Start of EXERCISE INPUTS

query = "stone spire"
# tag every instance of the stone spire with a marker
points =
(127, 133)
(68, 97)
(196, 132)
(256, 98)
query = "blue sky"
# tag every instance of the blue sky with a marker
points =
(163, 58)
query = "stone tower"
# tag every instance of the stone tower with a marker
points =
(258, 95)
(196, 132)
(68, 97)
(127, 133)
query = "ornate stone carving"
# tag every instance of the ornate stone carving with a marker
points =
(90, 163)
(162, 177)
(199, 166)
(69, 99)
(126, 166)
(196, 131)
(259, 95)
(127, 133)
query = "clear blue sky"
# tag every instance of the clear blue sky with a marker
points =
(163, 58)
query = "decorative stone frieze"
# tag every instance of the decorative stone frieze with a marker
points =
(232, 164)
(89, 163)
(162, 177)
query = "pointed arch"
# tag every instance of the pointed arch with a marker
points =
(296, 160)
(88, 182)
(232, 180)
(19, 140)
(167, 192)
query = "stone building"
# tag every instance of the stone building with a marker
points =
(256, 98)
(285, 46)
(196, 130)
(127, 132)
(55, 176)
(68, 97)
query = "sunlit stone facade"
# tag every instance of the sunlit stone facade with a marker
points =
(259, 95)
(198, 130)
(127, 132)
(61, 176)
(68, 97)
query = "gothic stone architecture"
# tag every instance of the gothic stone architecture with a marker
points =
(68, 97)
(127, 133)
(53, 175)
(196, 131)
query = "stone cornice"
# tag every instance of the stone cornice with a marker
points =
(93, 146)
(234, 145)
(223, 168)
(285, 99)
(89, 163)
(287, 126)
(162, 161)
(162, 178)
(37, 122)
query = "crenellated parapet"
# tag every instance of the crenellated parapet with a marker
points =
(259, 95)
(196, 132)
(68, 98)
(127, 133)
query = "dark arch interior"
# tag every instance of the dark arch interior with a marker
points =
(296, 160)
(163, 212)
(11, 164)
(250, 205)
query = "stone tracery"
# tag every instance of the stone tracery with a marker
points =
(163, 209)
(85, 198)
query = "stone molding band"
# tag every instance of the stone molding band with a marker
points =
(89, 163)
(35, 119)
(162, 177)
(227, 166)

End of EXERCISE INPUTS
Start of EXERCISE INPUTS

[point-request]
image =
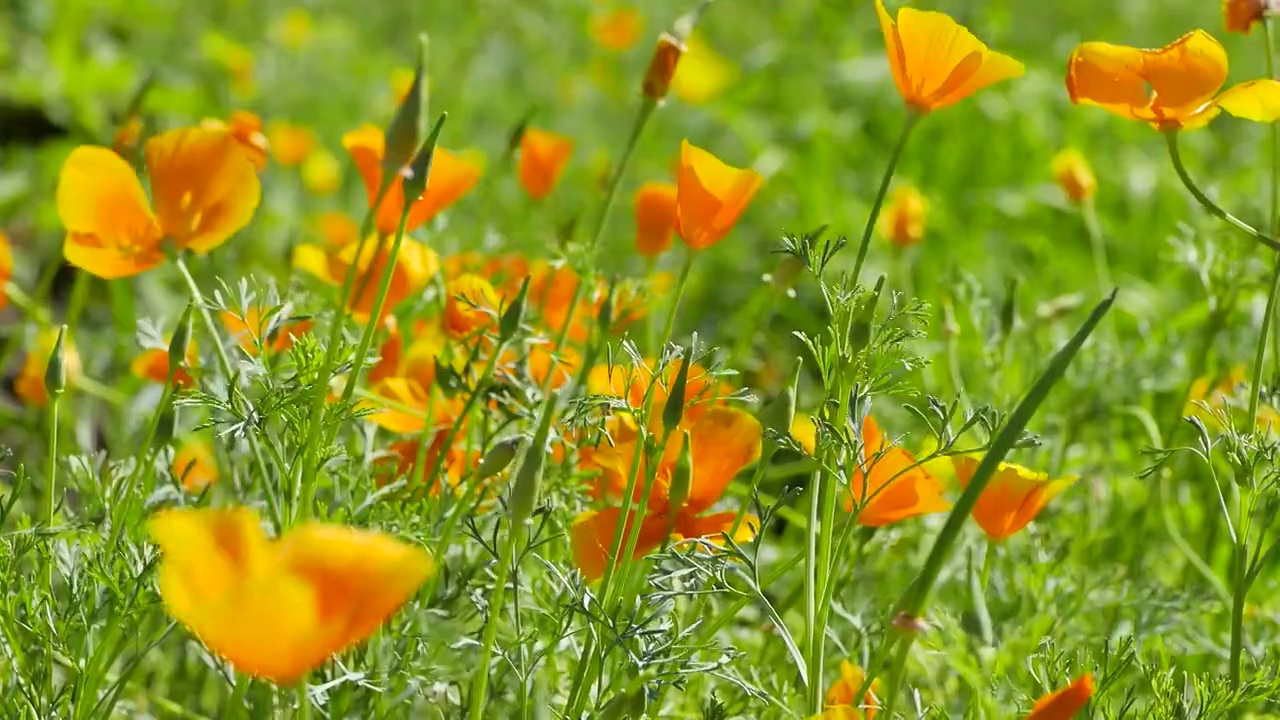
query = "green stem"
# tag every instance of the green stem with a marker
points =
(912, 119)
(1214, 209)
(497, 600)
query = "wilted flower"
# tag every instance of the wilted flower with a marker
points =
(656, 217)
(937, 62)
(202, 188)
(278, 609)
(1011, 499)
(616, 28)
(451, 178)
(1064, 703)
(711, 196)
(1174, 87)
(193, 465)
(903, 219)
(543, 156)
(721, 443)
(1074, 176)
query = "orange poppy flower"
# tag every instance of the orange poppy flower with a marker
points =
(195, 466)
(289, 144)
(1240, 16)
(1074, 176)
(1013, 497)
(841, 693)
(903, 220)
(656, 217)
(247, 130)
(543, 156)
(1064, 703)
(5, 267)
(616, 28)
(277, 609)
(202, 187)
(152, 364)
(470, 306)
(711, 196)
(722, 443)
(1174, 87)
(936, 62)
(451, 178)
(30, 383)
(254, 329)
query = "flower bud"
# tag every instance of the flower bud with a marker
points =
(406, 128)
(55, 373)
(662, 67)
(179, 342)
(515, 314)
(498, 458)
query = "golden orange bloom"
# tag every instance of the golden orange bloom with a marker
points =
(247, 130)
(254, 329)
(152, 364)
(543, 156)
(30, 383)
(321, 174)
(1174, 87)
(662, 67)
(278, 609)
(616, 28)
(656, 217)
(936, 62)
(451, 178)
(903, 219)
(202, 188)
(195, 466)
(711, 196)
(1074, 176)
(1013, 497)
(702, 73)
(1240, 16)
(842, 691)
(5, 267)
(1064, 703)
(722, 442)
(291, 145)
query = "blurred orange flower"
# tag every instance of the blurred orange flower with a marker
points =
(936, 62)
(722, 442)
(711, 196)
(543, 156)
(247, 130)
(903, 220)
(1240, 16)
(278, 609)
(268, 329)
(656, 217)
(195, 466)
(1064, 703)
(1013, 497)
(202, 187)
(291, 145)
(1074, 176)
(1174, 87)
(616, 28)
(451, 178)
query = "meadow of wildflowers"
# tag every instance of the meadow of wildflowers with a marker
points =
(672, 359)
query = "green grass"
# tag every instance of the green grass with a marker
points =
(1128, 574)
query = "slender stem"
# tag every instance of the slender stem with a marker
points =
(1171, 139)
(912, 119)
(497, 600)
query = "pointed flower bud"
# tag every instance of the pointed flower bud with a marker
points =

End of EXERCISE INPUTS

* **PROBLEM DESCRIPTION**: Gather every line of the entries above that contains the string "carving", and copy each one out.

* **COMPLETED EXERCISE**:
query = "ornate stone carving"
# tag every instance of the ornate stone carving with a marker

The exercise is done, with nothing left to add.